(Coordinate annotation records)
+---+
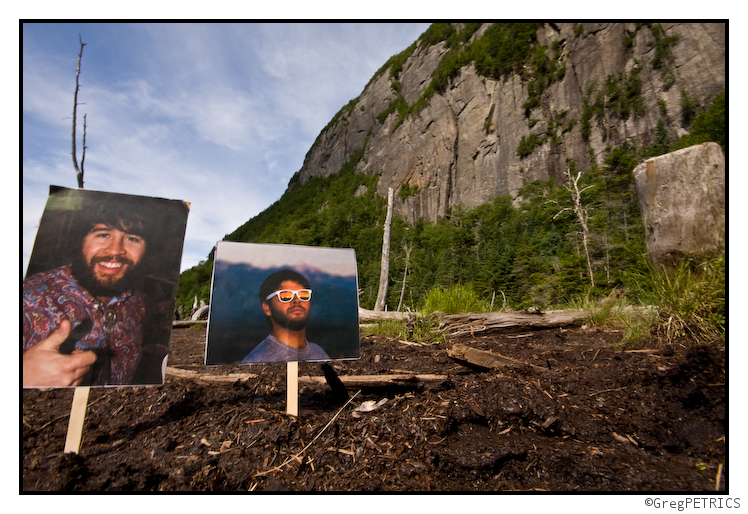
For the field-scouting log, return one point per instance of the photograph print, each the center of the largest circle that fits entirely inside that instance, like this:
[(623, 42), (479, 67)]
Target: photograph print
[(282, 303), (98, 297)]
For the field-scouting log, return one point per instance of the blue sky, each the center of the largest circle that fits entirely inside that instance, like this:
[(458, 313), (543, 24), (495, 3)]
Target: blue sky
[(219, 115)]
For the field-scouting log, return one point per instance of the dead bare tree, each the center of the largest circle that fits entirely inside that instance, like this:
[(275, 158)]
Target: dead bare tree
[(572, 186), (408, 248), (78, 170), (385, 269)]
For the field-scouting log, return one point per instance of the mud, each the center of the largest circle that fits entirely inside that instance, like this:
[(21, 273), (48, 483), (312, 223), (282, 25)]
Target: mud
[(580, 414)]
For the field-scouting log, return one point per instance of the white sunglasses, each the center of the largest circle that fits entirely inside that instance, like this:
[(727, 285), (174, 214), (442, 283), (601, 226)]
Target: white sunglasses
[(286, 295)]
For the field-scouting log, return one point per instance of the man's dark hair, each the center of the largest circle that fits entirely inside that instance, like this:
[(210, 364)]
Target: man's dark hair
[(274, 280), (121, 215)]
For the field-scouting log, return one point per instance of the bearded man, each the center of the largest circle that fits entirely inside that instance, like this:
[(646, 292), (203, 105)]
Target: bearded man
[(286, 298), (83, 322)]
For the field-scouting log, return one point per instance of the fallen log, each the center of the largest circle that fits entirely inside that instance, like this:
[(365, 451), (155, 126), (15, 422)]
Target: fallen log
[(483, 359), (462, 324), (188, 323), (379, 380)]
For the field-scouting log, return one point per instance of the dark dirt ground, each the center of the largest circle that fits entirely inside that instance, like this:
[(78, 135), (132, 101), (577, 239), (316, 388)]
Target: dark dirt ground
[(583, 415)]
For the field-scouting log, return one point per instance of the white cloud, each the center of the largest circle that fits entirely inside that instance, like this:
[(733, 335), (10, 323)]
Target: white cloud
[(217, 115)]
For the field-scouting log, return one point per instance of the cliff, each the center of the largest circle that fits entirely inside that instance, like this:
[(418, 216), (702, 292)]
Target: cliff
[(581, 89)]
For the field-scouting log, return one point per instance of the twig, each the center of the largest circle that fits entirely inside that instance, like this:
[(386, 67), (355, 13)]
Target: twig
[(295, 457), (607, 391)]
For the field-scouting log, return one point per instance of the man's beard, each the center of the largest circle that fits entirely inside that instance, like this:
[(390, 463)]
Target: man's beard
[(282, 321), (84, 274)]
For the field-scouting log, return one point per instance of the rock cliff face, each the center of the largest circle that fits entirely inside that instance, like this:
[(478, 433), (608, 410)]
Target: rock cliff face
[(618, 81)]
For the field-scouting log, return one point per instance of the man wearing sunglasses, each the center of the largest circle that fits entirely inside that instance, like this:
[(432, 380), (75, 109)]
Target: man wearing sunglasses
[(286, 298)]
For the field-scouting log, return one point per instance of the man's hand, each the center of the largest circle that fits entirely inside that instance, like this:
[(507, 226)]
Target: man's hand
[(45, 366)]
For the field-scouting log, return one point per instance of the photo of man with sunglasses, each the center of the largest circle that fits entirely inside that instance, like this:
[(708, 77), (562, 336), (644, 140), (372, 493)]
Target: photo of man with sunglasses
[(286, 298)]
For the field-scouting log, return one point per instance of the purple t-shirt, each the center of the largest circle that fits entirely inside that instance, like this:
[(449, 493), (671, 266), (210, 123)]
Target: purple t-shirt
[(54, 295), (272, 350)]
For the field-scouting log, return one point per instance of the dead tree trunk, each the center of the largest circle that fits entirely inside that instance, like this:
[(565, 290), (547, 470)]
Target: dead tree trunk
[(408, 249), (78, 170), (572, 186), (385, 270)]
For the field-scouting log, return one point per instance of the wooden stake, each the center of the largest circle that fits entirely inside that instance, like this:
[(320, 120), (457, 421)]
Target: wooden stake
[(77, 416), (292, 388)]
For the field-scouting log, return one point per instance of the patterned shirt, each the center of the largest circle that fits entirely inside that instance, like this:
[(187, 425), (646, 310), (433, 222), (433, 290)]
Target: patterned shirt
[(54, 295), (272, 350)]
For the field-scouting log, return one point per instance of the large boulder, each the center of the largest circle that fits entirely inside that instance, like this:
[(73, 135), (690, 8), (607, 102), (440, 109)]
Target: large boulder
[(682, 199)]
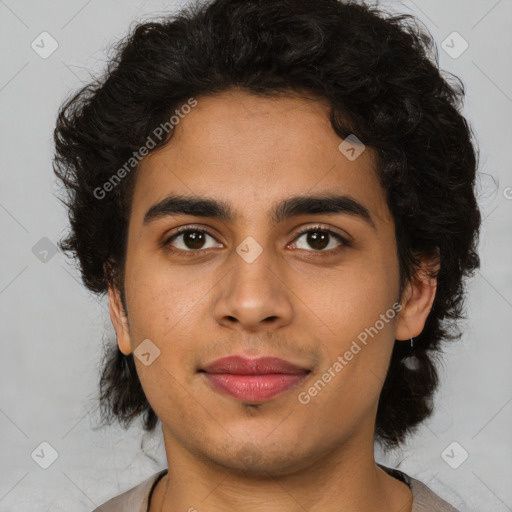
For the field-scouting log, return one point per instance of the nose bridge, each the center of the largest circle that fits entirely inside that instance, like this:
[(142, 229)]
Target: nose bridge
[(252, 296)]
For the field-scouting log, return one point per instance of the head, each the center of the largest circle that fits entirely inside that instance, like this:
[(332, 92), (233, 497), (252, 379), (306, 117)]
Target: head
[(242, 131)]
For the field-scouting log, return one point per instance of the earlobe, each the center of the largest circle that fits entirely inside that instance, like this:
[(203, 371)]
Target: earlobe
[(119, 320), (417, 301)]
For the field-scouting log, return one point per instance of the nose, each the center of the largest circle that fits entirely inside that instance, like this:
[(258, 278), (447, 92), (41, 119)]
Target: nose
[(254, 296)]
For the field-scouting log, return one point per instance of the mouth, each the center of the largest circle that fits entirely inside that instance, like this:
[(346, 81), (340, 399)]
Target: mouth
[(253, 380)]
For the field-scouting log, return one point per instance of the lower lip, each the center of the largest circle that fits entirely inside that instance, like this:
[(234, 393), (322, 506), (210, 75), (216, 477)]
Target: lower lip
[(254, 388)]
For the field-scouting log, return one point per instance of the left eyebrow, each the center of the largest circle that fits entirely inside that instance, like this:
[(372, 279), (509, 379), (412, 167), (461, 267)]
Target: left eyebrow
[(289, 207)]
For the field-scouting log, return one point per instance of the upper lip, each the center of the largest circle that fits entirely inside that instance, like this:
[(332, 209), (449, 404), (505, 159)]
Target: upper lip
[(241, 365)]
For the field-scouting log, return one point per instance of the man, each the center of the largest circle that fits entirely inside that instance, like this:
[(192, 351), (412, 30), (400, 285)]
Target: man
[(278, 197)]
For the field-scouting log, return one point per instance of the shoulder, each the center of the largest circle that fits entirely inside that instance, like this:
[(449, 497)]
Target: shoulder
[(424, 499), (135, 499)]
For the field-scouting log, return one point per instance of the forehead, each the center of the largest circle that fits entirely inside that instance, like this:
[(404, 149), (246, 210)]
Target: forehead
[(252, 152)]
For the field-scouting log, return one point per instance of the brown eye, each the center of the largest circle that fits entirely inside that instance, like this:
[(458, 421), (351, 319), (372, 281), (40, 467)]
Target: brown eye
[(190, 240), (320, 240)]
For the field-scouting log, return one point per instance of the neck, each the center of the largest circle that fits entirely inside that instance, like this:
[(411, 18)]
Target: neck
[(345, 479)]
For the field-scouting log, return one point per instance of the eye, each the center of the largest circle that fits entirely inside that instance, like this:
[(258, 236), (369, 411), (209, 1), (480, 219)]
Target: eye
[(320, 240), (191, 239)]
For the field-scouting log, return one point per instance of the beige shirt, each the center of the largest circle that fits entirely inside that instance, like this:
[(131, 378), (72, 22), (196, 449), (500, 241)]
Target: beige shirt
[(137, 498)]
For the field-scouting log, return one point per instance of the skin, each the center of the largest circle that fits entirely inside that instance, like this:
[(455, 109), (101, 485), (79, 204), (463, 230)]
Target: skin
[(294, 301)]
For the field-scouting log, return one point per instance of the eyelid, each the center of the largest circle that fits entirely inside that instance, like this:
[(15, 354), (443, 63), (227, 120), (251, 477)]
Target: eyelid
[(345, 240)]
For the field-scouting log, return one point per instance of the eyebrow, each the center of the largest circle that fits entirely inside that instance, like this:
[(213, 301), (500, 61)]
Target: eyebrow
[(290, 207)]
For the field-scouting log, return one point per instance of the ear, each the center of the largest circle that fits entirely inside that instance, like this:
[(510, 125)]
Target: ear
[(119, 319), (417, 300)]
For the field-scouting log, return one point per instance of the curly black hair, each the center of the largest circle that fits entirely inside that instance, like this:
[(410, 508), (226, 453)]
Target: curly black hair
[(379, 73)]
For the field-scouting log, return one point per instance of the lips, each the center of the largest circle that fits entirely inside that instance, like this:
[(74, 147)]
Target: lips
[(253, 380)]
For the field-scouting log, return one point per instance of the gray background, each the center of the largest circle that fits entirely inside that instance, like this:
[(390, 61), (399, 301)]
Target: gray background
[(53, 329)]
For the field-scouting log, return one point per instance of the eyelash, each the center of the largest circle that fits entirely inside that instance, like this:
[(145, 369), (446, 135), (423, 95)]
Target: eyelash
[(194, 253)]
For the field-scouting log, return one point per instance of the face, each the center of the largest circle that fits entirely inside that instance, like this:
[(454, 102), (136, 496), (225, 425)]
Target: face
[(266, 275)]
+---+
** Task requirements **
Please write out the records again from their first line through the line with "[(282, 303), (98, 297)]", swapping "photograph print" for "printed photo" and keeping everything else unchanged. Give only those lines, leaving out the pictures.

** The completed task **
For the field-scouting log, return one point per instance of the printed photo, each the center of the largest circle that fits entirely inside that instance, like this:
[(623, 42), (479, 67)]
Target: printed photo
[(282, 303), (98, 297)]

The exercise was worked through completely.